→ **PROBLEM DESCRIPTION**
Omit the images and reproduce the rest of the entries exactly.

→ **ENTRIES SHOWN**
▼▼▼

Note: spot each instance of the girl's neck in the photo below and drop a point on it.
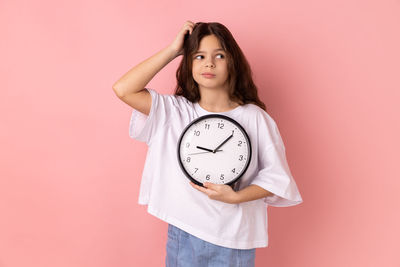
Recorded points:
(216, 101)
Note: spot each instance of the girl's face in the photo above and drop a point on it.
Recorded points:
(210, 58)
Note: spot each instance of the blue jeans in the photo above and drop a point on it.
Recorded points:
(186, 250)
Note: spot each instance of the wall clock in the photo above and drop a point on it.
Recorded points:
(214, 148)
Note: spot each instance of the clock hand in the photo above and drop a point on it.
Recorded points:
(226, 140)
(203, 152)
(207, 149)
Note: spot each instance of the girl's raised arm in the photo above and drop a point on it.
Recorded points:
(130, 87)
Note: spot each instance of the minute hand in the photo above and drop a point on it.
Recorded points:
(226, 140)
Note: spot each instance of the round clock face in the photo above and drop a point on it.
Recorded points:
(214, 148)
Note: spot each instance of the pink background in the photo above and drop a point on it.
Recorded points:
(328, 72)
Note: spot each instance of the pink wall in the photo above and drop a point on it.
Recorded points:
(69, 174)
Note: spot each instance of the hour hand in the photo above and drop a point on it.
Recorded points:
(226, 140)
(206, 149)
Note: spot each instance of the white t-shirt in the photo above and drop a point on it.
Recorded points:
(170, 197)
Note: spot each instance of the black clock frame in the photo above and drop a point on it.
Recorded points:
(232, 183)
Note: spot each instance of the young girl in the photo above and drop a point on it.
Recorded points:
(213, 224)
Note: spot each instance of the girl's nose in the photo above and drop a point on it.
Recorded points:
(210, 64)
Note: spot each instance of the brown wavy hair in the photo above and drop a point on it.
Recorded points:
(241, 86)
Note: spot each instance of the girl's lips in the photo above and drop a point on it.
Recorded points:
(208, 75)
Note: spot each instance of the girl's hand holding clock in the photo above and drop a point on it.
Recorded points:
(221, 192)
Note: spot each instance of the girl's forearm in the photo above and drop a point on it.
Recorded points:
(251, 192)
(139, 76)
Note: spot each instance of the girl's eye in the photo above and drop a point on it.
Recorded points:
(217, 55)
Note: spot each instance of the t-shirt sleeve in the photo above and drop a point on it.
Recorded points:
(144, 127)
(274, 174)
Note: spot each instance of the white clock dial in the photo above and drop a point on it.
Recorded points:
(200, 140)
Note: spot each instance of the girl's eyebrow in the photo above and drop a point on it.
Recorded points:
(219, 49)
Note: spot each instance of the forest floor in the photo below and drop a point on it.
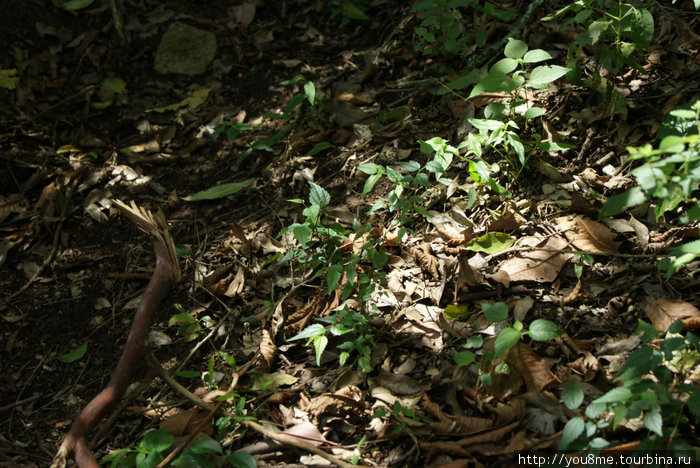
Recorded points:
(73, 269)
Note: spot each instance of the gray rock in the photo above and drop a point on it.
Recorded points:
(185, 50)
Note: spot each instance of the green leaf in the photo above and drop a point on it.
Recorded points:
(572, 430)
(506, 339)
(74, 355)
(207, 446)
(220, 191)
(310, 92)
(464, 358)
(369, 183)
(301, 232)
(617, 203)
(320, 344)
(536, 55)
(318, 195)
(75, 5)
(572, 396)
(491, 242)
(157, 441)
(615, 395)
(370, 168)
(543, 330)
(333, 274)
(242, 460)
(495, 311)
(545, 74)
(454, 311)
(654, 422)
(515, 48)
(312, 331)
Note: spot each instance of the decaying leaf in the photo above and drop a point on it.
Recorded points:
(538, 266)
(587, 235)
(663, 312)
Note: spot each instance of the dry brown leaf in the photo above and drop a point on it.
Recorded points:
(495, 435)
(534, 369)
(663, 312)
(184, 422)
(399, 384)
(345, 402)
(586, 234)
(268, 350)
(422, 255)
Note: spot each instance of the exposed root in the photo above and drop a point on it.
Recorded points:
(167, 272)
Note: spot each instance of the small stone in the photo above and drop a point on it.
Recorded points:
(185, 50)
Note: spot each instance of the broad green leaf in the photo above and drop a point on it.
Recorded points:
(536, 55)
(207, 446)
(515, 48)
(301, 232)
(310, 91)
(491, 242)
(572, 396)
(504, 66)
(74, 355)
(495, 311)
(464, 358)
(312, 331)
(654, 422)
(320, 344)
(617, 203)
(370, 168)
(545, 74)
(572, 430)
(220, 191)
(543, 330)
(318, 195)
(242, 460)
(506, 339)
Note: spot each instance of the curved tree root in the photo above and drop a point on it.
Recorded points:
(167, 272)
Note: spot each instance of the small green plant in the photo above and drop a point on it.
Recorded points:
(615, 30)
(670, 174)
(507, 338)
(398, 416)
(500, 131)
(151, 449)
(410, 179)
(441, 30)
(326, 250)
(653, 385)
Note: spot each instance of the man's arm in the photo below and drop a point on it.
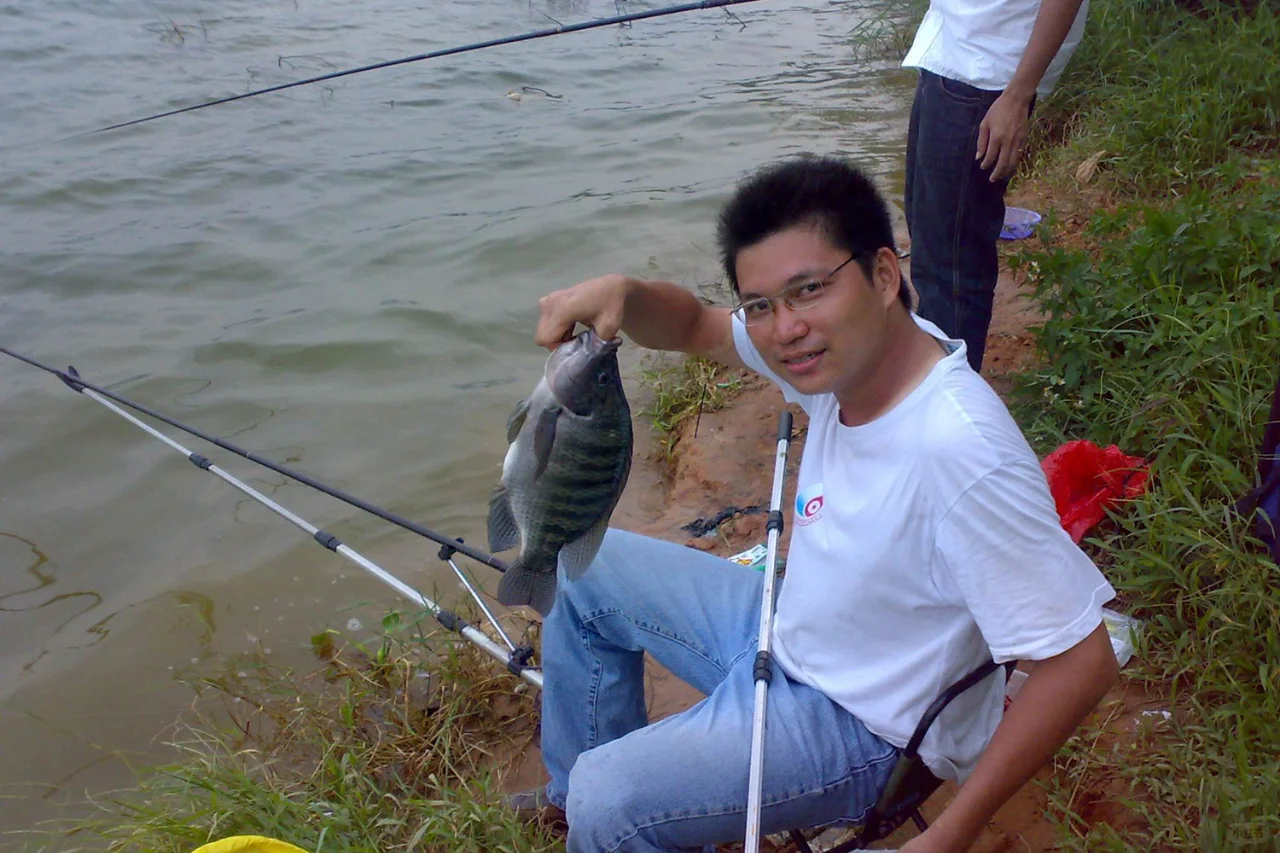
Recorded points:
(657, 315)
(1004, 129)
(1056, 697)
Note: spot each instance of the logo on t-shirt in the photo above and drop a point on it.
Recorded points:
(809, 505)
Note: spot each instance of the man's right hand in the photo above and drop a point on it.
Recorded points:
(597, 302)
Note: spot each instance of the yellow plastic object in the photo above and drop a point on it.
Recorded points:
(248, 844)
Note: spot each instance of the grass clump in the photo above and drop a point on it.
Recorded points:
(887, 30)
(393, 748)
(1166, 341)
(681, 389)
(1166, 94)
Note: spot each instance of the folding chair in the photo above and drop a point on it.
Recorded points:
(910, 783)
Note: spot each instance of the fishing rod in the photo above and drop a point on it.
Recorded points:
(516, 660)
(447, 51)
(762, 671)
(74, 382)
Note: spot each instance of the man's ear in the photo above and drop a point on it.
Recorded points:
(886, 274)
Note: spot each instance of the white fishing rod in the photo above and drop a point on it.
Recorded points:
(762, 671)
(515, 660)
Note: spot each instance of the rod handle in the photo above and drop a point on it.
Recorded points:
(785, 425)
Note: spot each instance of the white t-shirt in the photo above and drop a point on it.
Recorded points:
(923, 543)
(981, 44)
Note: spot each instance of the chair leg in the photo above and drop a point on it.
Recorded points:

▲▲▲

→ **RESPONSE TO THE TASK**
Note: spot each instance of the girl's neck in the photo below and drop a point on it.
Recorded points:
(216, 101)
Note: spot each instance of the girl's face in the photo above and drop a point on it.
Recorded points:
(210, 58)
Note: spot each instance of the blue jeans in the photo above and drop a point on it.
Recorded points:
(186, 250)
Note: spot each instance of the wall clock in the photo above and drop a point on it.
Recorded points:
(214, 148)
Note: spot each instance of the clock hand in the photo above and drop a point on it.
Recorded points:
(226, 140)
(203, 152)
(207, 149)
Note: spot each instance of the girl's raised arm in the photo above and drop a point on it.
Recorded points:
(130, 87)
Note: spot each instance of the minute hand in the photo above and drop a point on it.
Recorded points:
(226, 140)
Note: spot each instance of the round clock face in the photo above and drop a point on it.
Recorded points:
(214, 148)
Note: spot each instance of the pink background in the photo above and drop a point on it.
Recorded points:
(328, 72)
Note: spot each instance of the pink wall in the photo above and drop a point on it.
Recorded points:
(69, 174)
Note: spot each instance of the hour hand in the photo above and drop a point on it.
Recorded points:
(226, 140)
(206, 149)
Note: spot each instance of the white t-shirt in the photo above and drop a point on it.
Recorded points:
(170, 197)
Note: spot each instance of the black clock frame in the photo above and drop a point on it.
Recorded points:
(232, 183)
Note: spot each instance of the young girl in the photo above and drop a point on it.
Recorded points:
(213, 224)
Note: spot each instance of the girl's nose in the photo above and drop a point on it.
Recorded points:
(210, 64)
Note: spot each instance of the brown wavy hair in the photo above and drop a point on it.
Recorded points:
(241, 86)
Note: spot each instance of the girl's lips in the photo above and drop a point on it.
Recorded points:
(208, 75)
Note: spot each instance of the girl's hand holding clock in the photo above and drop a point on it.
Recorded points:
(221, 192)
Note: spot each instance of the girl's forearm in the photo above and drop a point on it.
Recorded points:
(251, 192)
(139, 76)
Note: spot each instance of the girl's eye in the photo above and drop a point on it.
Recorded points:
(217, 55)
Note: spot each instance of the t-shirt sleeve in the photo above and drop a point on it.
Recorded points:
(144, 127)
(274, 174)
Note: spot each instance of the white clock dial in the photo above and drop a point on it.
Recorded points:
(200, 140)
Note: spot each instance of the girl's eyebrow in the photo above and drop a point on it.
Recorded points:
(219, 49)
Note: spot each instance of the forest floor in the photo below and drop a point on it.
Recorded points:
(73, 269)
Note: spot each instance of the gray rock in the photo above and drop a point on it.
Recorded points:
(185, 50)
Note: spot each instance of the green leaf in the photo above and drop a point on it.
Recorded points:
(572, 430)
(506, 339)
(74, 355)
(207, 446)
(220, 191)
(310, 92)
(464, 358)
(369, 183)
(301, 232)
(617, 203)
(320, 344)
(536, 55)
(318, 195)
(75, 5)
(572, 396)
(491, 242)
(157, 441)
(615, 395)
(370, 168)
(543, 330)
(333, 274)
(242, 460)
(495, 311)
(545, 74)
(454, 311)
(654, 422)
(515, 48)
(312, 331)
Note: spot each instance of the decaying leaf in the photo above and drop a point on it.
Recorded points:
(538, 266)
(587, 235)
(663, 312)
Note: spot each instance of the dry brown leaf in the photo above and drop a point on it.
Recorded points:
(495, 435)
(534, 369)
(663, 312)
(184, 422)
(399, 384)
(345, 402)
(586, 234)
(268, 350)
(422, 255)
Note: spot each instance of the exposed root in the photo above and drop a point on it.
Recorded points:
(167, 272)
Note: spot each instance of the small stone in the photo above and drop a point on it.
Recorded points:
(185, 50)
Note: spot each instance of the broad green leaf in the photo above and drop a point on it.
Recorded points:
(536, 55)
(207, 446)
(515, 48)
(301, 232)
(310, 91)
(491, 242)
(572, 396)
(504, 66)
(74, 355)
(495, 311)
(464, 358)
(312, 331)
(654, 422)
(320, 344)
(617, 203)
(370, 168)
(545, 74)
(572, 430)
(220, 191)
(543, 330)
(318, 195)
(242, 460)
(506, 339)
Note: spot each instance of the curved tree root in the photo above and drop a point on it.
Recorded points:
(167, 272)
Note: spot each instance of the small green plant in the photo above and drop a point on it.
Recorded points:
(615, 30)
(670, 174)
(507, 338)
(398, 416)
(500, 131)
(151, 449)
(410, 179)
(441, 30)
(326, 250)
(653, 385)
Note: spot each instance of the man's arm in the photo below and drop a point on it.
Recorded points:
(657, 315)
(1004, 129)
(1056, 697)
Note: spot each instance of the logo on t-shirt in the photo above and drop a point on it.
Recorded points:
(809, 505)
Note: spot each instance of the man's right hand in the photo above and drop a point on it.
Recorded points:
(597, 302)
Note: spot each instance of the yellow plastic object in the photo above and drop a point on it.
Recorded points:
(248, 844)
Note: spot each instance of the grass clump in the photo above and drop a point on it.
Recorded points:
(887, 30)
(393, 748)
(1166, 341)
(681, 389)
(1166, 94)
Note: spot each instance of the folding chair in the photo above and drop a point on it.
Recorded points:
(910, 783)
Note: spot each instance of the fishing rod in the photo above and drop a point on it.
Recorded points:
(516, 660)
(447, 51)
(762, 671)
(74, 382)
Note: spot each instance of the man's ear in the photo above and drop a point on it.
Recorded points:
(886, 274)
Note: spot each instance of the white fishing rod in the photo above and drop a point on it.
Recorded points:
(762, 671)
(515, 660)
Note: spot each instance of the rod handle in the photo above and drop a point on it.
Recorded points:
(785, 425)
Note: spot each instance of the white t-shirt in the photo above and drop a point on it.
Recorded points:
(923, 543)
(981, 44)
Note: spot each instance of the chair leg in the photo above and drop a point on it.
Recorded points:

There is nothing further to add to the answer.